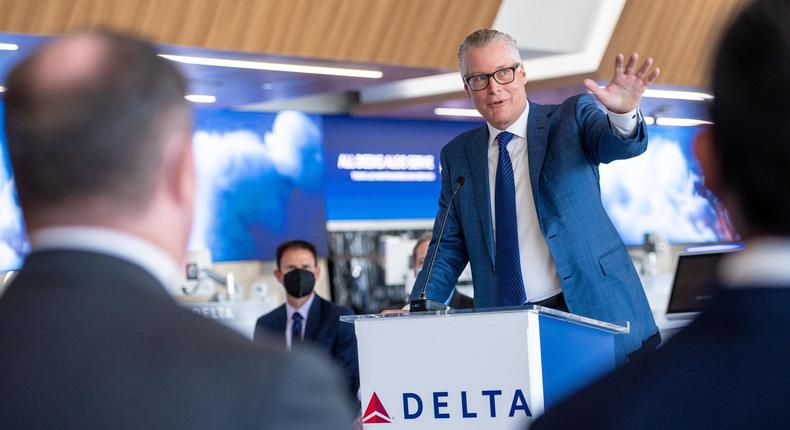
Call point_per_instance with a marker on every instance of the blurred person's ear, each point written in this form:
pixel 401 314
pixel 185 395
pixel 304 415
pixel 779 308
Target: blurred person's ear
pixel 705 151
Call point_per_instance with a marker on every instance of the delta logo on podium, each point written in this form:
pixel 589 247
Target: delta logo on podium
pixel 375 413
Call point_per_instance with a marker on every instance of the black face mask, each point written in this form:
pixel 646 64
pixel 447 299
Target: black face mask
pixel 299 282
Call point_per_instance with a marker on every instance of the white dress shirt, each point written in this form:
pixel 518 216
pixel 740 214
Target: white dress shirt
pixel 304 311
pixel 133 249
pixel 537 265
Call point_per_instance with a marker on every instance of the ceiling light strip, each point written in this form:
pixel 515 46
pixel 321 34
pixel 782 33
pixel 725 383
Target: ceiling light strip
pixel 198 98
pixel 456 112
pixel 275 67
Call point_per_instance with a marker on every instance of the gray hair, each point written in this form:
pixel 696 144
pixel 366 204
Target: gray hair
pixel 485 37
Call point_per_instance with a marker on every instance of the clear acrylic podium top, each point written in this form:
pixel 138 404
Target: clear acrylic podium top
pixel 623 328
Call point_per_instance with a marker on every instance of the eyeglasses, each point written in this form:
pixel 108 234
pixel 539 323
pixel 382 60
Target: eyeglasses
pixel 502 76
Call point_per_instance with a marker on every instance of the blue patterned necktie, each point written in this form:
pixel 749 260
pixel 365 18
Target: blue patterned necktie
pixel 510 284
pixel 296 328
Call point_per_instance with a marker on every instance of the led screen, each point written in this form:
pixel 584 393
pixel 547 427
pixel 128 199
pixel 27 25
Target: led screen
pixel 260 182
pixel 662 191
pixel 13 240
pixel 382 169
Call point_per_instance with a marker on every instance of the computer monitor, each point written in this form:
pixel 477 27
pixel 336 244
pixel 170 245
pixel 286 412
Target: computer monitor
::::::
▶ **Task brief**: Can you copy out, word for word and with nothing added, the part that opens with the line containing "of the gray" and closes with the line containing "pixel 382 169", including both of those lines?

▶ **Output below**:
Call point_per_instance with a marker on every instance of the gray hair, each point written in this form:
pixel 696 144
pixel 366 204
Target: gray hair
pixel 485 37
Call point_per_instance with a marker on every instance of the clear acrylic podium top, each point written in this form:
pixel 138 404
Target: clear acrylic podium top
pixel 623 328
Call point_per_instance with a marker on every instance of the eyeglasses, each point written in this form:
pixel 108 234
pixel 539 323
pixel 382 60
Target: eyeglasses
pixel 502 76
Call point_per_instance with a marker on every instance of the blue patterned necktie, each point written in this form:
pixel 749 260
pixel 365 18
Target: blue patterned necktie
pixel 510 284
pixel 296 328
Call point_per_instance with a marker on every instance of the led screen, each point written in this form:
pixel 584 393
pixel 547 427
pixel 128 199
pixel 27 25
Target: led screen
pixel 260 182
pixel 662 191
pixel 13 240
pixel 382 169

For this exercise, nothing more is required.